### What you need to do
Transcribe the records that follow, preserving every word.

### Extracted information
****

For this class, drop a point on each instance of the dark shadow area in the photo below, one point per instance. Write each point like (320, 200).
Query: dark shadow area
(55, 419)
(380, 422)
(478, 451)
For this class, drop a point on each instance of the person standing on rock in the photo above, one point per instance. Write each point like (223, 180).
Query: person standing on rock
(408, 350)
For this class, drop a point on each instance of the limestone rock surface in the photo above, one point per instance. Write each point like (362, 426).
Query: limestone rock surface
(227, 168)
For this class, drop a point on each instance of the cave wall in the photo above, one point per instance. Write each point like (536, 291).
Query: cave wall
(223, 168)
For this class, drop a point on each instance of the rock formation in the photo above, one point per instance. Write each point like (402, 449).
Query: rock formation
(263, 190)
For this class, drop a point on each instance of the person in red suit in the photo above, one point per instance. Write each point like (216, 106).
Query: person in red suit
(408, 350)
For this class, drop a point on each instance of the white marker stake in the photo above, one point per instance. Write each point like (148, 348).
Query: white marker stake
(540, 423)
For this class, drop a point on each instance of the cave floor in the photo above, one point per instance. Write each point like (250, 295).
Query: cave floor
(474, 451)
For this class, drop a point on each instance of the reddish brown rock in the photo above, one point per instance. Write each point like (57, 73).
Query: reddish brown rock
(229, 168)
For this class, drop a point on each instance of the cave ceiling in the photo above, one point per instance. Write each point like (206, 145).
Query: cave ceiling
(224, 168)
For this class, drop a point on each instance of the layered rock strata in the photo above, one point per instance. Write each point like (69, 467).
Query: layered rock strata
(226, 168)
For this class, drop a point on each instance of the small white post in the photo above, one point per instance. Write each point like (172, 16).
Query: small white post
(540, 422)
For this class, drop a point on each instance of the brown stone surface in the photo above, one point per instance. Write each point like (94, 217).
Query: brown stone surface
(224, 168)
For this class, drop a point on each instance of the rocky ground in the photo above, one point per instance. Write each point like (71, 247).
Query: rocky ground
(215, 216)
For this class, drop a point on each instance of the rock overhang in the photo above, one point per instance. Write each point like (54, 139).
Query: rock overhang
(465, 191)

****

### Result
For this class, drop a point on each instance of the dark shadow area in the photo below, one point per instance. Write each point like (320, 200).
Query: dark shadow area
(55, 419)
(380, 422)
(478, 451)
For this class, drop a point on each instance of the person standing on rock in the photo above, one point per instance. Write each point like (223, 180).
Query: person standing on rock
(408, 350)
For this class, drop a point on each instance of the limestone rock surface in the photo above, one point per instance. Write each point like (362, 426).
Query: limestone rock surface
(227, 168)
For this class, drop a point on each instance of the cave wall in the photo above, one point per instance. Write each point like (536, 291).
Query: cave wall
(223, 168)
For this class, drop a point on each instance of the rock formation in the photo above, one point per instance. Write each point like (402, 449).
Query: rock formation
(263, 190)
For this class, drop a point on each instance of the person in red suit in the photo above, one point per instance. Write each point like (216, 106).
Query: person in red suit
(408, 350)
For this class, drop a point on each instance of the white marker stake in the photo above, one point per instance. Write each point like (148, 348).
Query: white marker stake
(540, 423)
For this class, drop a point on each instance of the cave floor in the photo above, one point per instance. Write each point like (250, 295).
Query: cave floor
(474, 451)
For this class, drop a point on each instance of the reddish brown rock in the photo above, one point per instance. Write each point like (57, 73).
Query: reddish brown rock
(229, 168)
For this class, drop a point on each instance of the cave ceiling in the photo above, one point per instance. Write each point like (206, 145).
Query: cave ceiling
(224, 168)
For this class, drop a point on each instance of the layered rock strata in the photo above, one point per instance. Write each point like (69, 467).
Query: layered rock strata
(226, 168)
For this class, drop a point on each instance of the small white post in the photo above, one point per instance. Write each point like (172, 16).
Query: small white post
(540, 422)
For this class, drop a point on each instance of the brown stone surface in the photo above, one point per instance. Write each point like (94, 217).
Query: brown stone surface
(224, 168)
For this class, drop a point on each instance of the rocky ground in the photo above, one point per instance. Write each point like (71, 247).
Query: rocky ground
(215, 216)
For this class, drop a point on each instance of the rock overhang in the photo above, one point per instance. Write each point like (54, 139).
Query: rock overhang
(465, 191)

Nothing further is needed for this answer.